* **Source text**
- Opening Delimiter -
Rather than tackling Ricardo head-on, recent skeptics of unfettered trade have argued that his logic is now irrelevant.  Whereas Ricardo assumed a world in which labor and capital goods were fixed within each country, and only final goods could cross borders, in today's global marketplace entire factories can be disassembled and shipped to wherever labor is cheapest.  Paul Craig Roberts, former assistant Treasury secretary in the Reagan administration, made just this argument when he teamed up with Charles Schumer for an article in the New York Times.1  The authors wrote that they had no problem with the classical case for free trade.  But things are not so simple in the new economy, where (for example) U.S. radiologists are being put out of work "because M.R.I. data can be sent over the Internet to Asian radiologists capable of diagnosing the problem at a small fraction of the cost."

But does this case really present any important difference from our story of English sweaters and French wine?  After all, if the Asian radiologists had simply programmed their knowledge into handheld M.R.I. readers that would yield expert diagnoses, and then shipped these machines to the U.S., the American radiologists would also be put out of work.  And yet this revised example falls completely under the assumptions of Ricardo's argument.  So are Roberts and Schumer saying that this type of development would be great—remember that sick Americans would now get cheaper medical treatment because of lower costs—but that the alternate method (i.e. sending the data over the Internet) is horrible?

The authors go on to pinpoint the causes of the disturbing new trend:

First, new political stability is allowing capital and technology to flow far more freely around the world. Second, strong educational systems are producing tens of millions of intelligent, motivated workers in the developing world, particularly in India and China, who are as capable as the most highly educated workers in the developed world but available to work at a tiny fraction of the cost. Last, inexpensive, high-bandwidth communications make it feasible for large work forces to be located and effectively managed anywhere.

Is this what we've now been reduced to?  Lamenting political stability, educated workers, and improved communication?  Is it really the case that human cooperation—of letting people freely choose which products to buy, where to live, and where to invest their capital, regardless of arbitrary geographical boundaries—is only effective amidst political turmoil, ignorant workers, and the Pony Express?

When it comes to international trade, there are many sensitive issues, and of course we must consider them all before reaching any conclusions.  However, we must resist the tribe mentality, of assuming that beneficial changes to them must necessarily translate into misery for us.  Today's question—"Import workers or export jobs?"—invites the zero-sum mindset if it is viewed as an either-or choice.  (If we opt to import workers, then they must be exporting jobs, and vice versa.)  Indeed, to ask whether it is fair to allow workers to seek a better life for themselves implies downright slavery—that they are "our" workers and can only be allowed to migrate with our permission.

Change always causes short-term pain for some groups; the clichéd examples of switchboard operators and horse-and-buggy manufacturers come to mind.  Yet in the long run everyone benefits from cooperation.  We must abandon economic sophisms and recognize the obvious truth that political freedom, smarter workers, and better technology are cause for celebration, not fear.

  • 1Charles Schumer and Paul Craig Roberts, “Second Thoughts on Free Trade,” New York Times, 6 January 2004.
- Closing Delimiter -
* **Instructions to follow**
Can you give an updated version of the free-trade passage, starting with "Change always causes" and going on through "celebration, not fear.", with "celebration" changed to "rejoicing"?

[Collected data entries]
- Opening Delimiter -
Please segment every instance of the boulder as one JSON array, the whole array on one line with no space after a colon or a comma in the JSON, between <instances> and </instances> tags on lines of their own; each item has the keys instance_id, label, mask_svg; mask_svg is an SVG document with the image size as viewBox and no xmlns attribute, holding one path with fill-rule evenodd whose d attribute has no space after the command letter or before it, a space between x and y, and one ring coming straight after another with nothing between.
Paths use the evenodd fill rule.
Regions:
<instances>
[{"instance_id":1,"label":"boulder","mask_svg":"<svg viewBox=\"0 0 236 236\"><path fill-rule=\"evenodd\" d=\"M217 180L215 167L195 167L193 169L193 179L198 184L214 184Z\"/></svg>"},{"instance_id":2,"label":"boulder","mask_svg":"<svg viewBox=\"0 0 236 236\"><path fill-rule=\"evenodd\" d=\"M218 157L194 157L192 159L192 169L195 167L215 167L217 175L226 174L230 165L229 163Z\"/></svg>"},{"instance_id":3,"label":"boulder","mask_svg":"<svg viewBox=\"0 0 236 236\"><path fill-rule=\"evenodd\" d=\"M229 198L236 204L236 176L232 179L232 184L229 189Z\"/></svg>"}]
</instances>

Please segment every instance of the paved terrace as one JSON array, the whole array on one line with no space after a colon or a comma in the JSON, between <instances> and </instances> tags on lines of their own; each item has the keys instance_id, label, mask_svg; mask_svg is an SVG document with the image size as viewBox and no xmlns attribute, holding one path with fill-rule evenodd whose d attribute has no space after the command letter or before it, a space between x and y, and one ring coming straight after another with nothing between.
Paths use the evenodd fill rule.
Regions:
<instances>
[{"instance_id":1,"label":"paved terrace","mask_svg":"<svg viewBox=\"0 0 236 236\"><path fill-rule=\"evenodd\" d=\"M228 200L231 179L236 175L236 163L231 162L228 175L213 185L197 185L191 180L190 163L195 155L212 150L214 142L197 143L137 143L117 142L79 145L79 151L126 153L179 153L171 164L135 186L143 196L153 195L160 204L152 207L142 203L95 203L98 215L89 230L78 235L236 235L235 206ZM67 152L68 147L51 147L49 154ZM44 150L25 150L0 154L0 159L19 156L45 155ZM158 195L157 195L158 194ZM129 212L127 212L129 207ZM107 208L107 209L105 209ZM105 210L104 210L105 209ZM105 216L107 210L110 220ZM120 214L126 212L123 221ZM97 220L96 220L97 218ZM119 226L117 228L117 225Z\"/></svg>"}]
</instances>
- Closing Delimiter -
* **Response**
Change always causes short-term pain for some groups; the clichéd examples of switchboard operators and horse-and-buggy manufacturers come to mind.  Yet in the long run everyone benefits from cooperation.  We must abandon economic sophisms and recognize the obvious truth that political freedom, smarter workers, and better technology are cause for rejoicing, not fear.